挑战任务 1:
请列出这篇组合总和题解的示例中给出的全部解组合。
挑战任务 2:
请修改这篇组合总和题解中开头含有“LeetCode Combination Sum”、结尾为“contain duplicate combinations.”的那部分，把其中的“positive”换成“non-negative”，然后给出改后的文字。
挑战任务 3:
请从这篇组合总和题解最后显示的那行代码之后接续写下去。

原文段落:
* * *
LeetCode Combination Sum II

题目

Given a collection of candidate numbers (C) and a target number (T), find all unique combinations in C where the candidate numbers sums to T.

Each number in C may only be used once in the combination.

Note:

• All numbers (including target) will be positive integers.
• Elements in a combination (a₁, a₂, … , a_k) must be in non-descending order. (ie, a₁ ≤ a₂ ≤ … ≤ a_k).
• The solution set must not contain duplicate combinations.

For example, given candidate set 10,1,2,7,6,1,5 and target 8,
A solution set is:
[1, 7]
[1, 2, 5]
[2, 6]
[1, 1, 6]

 

和上一题类似，只是元素不能重复取。

 

代码：

class Solution {
	vector<vector<int>> ans;
	vector<int> temp;
public:
	void combs2(vector<int> &cand,int target,int sum,int begin)	//候选集合，目标，当前序列和，当前可以取的最小编号
	{
		if(sum==target)	//获得结果
		{
			ans.push_back(temp);
			return;
		}
		for(int i=begin;i<cand.size();i++)	//查找
		{
			if(sum+cand[i]<=target)
* * *
所给记录:
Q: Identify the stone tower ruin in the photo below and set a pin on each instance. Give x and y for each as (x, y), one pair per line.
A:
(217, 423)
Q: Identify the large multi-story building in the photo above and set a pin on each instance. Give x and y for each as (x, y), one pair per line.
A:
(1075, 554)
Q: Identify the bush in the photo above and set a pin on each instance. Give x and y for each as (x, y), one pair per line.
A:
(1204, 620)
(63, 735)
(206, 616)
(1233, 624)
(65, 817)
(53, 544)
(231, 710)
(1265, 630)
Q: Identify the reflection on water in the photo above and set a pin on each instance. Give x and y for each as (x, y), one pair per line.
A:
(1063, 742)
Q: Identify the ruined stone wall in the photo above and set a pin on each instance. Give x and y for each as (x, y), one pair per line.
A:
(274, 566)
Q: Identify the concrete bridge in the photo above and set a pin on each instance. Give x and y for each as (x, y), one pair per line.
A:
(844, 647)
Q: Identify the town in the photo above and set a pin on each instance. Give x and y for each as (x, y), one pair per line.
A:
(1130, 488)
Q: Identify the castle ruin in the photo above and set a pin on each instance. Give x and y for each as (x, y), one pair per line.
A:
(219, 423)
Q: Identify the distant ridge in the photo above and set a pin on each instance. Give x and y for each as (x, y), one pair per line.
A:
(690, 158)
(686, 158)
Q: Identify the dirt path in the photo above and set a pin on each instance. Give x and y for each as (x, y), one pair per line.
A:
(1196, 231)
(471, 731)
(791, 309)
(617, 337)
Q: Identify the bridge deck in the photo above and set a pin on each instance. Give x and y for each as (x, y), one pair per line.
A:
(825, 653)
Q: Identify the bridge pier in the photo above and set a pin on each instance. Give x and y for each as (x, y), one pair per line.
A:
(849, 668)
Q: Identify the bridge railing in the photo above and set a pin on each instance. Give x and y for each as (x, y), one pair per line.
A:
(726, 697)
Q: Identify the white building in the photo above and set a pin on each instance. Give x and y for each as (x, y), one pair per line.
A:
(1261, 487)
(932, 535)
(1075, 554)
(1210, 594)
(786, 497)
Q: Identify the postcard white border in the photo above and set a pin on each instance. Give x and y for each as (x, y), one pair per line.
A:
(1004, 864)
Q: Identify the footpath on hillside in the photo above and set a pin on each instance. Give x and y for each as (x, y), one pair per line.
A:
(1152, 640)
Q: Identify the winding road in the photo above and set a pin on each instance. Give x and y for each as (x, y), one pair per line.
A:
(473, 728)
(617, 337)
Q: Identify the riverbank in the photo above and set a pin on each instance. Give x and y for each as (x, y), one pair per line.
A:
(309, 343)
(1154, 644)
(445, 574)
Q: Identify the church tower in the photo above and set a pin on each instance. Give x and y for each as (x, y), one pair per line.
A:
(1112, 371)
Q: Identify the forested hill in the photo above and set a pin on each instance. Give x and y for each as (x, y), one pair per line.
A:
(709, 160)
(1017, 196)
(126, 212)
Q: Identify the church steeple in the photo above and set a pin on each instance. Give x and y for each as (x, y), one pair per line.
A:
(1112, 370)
* * *
预期输出 1:
[1, 7]
[1, 2, 5]
[2, 6]
[1, 1, 6]

预期输出 2:
LeetCode Combination Sum II

题目

Given a collection of candidate numbers (C) and a target number (T), find all unique combinations in C where the candidate numbers sums to T.

Each number in C may only be used once in the combination.

Note:

• All numbers (including target) will be non-negative integers.
• Elements in a combination (a₁, a₂, … , a_k) must be in non-descending order. (ie, a₁ ≤ a₂ ≤ … ≤ a_k).
• The solution set must not contain duplicate combinations.

预期输出 3:
			{
				temp.push_back(cand[i]);
				combs2(cand,target,sum+cand[i],i+1);
				temp.pop_back();
				while(i+1<cand.size()&&cand[i]==cand[i+1])	//使要更改的位置可以取得不同的数，从而保证不出现重复解
					i++;
			}
			else
				break;
		}
	}
    vector<vector<int> > combinationSum2(vector<int> &candidates, int target) {
        ans.clear();
		temp.clear();
		if(candidates.empty())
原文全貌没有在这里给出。